* [EXTRACTED TEXT]:
To get into pharmacy school, you must first pass the PCAT (Pharmacy College Admissions Test), which is administered by the American Association of Colleges of Pharmacy. Thielemier says she made two attempts at the PCAT exam and studied for about four hours each time.

Additionally, you need prerequisites to get into pharmacy school, such as classes in laboratory sciences, which you can fulfill at just about any accredited university.

Some skills relate less to your formal education and more to your approach to business and learning. According to Thielemier, prospective pharmacists also need "excellent communication, presentation, and educational skills, [as well as an] entrepreneurial spirit and knowledge of current guidelines."

How Much Does a Pharmacist Make?

If you're interested in a career in pharmacology, you're probably curious about your potential earnings. According to the Bureau of Labor Statistics (BLS), pharmacists earn a median salary of $122,500 per year. However, your earning potential will vary depending on the career you choose. For instance, if you work as a consultant like Thielemier, you might have more control over your income.

You can also expect to receive benefits with many employment opportunities, from health insurance coverage to retirement plans. Although the BLS predicts that pharmacist careers will grow at a slower-than-average rate, population increases (and aging populations) will expand the demand for pharmacology professionals who can dispense medications.

What Qualities Do Great Pharmacists Possess?

* [WORK ITEM]:
In the passage on pharmacy careers, what median yearly salary does the Bureau of Labor Statistics report for pharmacists?

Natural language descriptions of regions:
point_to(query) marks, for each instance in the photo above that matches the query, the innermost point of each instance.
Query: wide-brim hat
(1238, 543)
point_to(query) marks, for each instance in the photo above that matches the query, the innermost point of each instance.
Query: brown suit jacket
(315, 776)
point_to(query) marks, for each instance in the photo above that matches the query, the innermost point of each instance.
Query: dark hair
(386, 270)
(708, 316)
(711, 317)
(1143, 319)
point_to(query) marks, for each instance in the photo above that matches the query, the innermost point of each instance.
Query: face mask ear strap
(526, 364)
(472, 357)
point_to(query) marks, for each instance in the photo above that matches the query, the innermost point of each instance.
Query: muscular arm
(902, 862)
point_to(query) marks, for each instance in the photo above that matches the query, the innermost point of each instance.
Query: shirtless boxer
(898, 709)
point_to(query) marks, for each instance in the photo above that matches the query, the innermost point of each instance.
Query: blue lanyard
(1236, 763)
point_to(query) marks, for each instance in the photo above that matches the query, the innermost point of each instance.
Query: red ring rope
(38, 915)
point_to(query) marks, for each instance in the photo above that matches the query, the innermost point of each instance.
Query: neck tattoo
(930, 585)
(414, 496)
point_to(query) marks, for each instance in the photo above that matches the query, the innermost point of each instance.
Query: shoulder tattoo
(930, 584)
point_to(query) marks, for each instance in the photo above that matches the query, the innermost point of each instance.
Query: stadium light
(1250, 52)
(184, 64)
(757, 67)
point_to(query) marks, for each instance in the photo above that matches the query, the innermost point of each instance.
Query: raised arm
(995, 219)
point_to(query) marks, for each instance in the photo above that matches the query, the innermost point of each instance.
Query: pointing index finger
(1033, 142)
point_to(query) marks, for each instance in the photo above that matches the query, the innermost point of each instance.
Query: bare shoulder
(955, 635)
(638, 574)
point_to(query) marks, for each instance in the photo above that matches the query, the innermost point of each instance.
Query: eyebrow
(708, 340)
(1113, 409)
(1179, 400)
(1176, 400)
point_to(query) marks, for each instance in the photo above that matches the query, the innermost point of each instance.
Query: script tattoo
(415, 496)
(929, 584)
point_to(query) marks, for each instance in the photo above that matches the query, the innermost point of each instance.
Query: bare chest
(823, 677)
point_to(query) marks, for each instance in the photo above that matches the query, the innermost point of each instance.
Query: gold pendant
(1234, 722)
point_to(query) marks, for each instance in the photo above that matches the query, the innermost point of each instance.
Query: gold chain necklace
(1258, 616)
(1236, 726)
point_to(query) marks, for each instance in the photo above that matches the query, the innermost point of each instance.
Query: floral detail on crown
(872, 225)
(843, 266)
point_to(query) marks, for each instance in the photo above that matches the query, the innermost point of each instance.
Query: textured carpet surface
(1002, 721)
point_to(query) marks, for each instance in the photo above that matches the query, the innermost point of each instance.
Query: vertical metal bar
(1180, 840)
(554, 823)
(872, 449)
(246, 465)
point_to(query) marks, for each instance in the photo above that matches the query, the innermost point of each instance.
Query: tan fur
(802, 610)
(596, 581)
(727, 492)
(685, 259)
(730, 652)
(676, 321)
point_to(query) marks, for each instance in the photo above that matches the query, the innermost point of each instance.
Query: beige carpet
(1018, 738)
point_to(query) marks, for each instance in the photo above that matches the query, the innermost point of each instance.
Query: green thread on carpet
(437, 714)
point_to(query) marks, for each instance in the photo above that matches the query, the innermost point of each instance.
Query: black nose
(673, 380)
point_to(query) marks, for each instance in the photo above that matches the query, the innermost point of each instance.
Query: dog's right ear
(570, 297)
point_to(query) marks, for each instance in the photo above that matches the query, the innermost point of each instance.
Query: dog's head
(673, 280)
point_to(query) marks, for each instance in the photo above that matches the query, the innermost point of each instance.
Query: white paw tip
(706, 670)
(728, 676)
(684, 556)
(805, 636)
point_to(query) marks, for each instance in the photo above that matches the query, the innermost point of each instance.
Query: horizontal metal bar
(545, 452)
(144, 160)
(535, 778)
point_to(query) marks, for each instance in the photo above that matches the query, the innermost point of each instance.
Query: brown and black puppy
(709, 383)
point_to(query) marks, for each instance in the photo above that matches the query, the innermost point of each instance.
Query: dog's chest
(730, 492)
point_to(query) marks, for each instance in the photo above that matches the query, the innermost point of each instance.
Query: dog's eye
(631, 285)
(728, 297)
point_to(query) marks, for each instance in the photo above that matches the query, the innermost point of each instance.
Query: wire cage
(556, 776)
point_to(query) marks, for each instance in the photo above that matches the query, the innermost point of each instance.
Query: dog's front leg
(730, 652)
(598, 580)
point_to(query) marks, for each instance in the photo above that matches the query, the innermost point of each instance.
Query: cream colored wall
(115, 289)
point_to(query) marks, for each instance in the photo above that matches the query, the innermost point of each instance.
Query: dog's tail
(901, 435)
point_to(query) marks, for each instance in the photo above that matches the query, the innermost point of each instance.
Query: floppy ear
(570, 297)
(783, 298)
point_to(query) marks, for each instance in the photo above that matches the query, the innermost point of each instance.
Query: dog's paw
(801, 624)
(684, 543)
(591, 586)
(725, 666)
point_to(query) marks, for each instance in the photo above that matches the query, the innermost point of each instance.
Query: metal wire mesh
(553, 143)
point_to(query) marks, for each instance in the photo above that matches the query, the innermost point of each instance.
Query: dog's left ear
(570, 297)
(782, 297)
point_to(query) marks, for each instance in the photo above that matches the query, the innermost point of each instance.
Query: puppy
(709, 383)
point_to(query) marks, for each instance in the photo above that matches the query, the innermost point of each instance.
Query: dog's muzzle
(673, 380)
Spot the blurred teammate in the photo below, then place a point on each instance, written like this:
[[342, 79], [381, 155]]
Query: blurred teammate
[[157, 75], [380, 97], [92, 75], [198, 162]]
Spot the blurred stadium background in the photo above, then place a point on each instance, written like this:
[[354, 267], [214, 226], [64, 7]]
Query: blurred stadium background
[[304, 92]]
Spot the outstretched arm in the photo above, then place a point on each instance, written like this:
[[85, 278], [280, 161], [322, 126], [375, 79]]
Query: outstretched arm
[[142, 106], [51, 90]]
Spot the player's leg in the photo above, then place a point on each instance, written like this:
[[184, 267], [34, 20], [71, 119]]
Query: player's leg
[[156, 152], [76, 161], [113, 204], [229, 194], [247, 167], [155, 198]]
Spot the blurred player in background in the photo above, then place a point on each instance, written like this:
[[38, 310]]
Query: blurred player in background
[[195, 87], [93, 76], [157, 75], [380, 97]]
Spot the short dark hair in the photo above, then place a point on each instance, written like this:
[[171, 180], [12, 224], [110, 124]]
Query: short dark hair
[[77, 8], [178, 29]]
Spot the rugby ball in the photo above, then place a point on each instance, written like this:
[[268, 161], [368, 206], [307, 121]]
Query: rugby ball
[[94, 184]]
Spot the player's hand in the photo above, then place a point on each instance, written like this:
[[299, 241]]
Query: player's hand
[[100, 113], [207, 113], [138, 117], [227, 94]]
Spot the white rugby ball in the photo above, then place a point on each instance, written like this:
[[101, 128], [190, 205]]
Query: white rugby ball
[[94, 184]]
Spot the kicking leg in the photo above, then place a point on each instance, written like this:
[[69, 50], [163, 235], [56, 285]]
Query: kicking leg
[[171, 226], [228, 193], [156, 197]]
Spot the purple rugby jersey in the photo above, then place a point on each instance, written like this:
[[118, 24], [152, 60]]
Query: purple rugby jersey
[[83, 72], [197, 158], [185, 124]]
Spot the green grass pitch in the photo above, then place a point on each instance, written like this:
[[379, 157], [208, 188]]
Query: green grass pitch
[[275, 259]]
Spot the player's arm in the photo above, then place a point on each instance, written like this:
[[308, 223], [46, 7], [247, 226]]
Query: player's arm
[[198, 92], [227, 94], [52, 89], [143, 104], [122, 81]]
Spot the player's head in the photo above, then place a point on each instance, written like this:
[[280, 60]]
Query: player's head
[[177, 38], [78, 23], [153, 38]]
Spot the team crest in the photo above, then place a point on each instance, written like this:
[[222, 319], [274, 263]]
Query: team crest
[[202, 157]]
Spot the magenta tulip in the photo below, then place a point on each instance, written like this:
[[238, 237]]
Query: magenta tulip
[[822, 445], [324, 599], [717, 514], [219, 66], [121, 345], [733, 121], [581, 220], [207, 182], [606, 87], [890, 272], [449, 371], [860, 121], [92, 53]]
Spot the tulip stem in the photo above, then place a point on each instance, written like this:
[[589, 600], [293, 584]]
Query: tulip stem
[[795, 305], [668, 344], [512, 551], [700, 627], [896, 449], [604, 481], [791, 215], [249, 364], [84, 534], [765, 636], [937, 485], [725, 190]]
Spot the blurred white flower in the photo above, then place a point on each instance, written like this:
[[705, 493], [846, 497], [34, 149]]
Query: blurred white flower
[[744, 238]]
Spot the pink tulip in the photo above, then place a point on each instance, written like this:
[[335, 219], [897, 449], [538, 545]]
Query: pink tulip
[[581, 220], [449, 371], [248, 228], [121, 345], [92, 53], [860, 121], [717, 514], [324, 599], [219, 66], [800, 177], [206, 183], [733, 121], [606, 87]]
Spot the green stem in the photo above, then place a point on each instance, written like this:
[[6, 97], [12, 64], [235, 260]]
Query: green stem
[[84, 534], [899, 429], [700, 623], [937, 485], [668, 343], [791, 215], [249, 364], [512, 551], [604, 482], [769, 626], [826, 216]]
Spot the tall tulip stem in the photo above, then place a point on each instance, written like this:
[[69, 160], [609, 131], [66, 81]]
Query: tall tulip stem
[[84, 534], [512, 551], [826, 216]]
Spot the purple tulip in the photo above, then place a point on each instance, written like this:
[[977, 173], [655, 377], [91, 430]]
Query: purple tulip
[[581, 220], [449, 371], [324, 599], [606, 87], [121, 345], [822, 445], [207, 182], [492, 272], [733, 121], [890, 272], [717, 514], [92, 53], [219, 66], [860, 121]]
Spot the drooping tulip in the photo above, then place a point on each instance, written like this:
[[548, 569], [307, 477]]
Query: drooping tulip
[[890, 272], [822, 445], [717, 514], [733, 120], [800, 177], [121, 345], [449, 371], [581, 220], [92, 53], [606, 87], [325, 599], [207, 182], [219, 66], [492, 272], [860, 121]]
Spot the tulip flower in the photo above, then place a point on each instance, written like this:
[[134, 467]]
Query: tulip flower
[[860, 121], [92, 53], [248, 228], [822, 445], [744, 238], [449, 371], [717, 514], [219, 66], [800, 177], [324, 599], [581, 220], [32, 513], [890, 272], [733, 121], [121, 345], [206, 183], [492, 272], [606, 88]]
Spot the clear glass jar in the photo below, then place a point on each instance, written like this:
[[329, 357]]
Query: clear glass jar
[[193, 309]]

* [ANSWER BOX]:
$122,500 per year.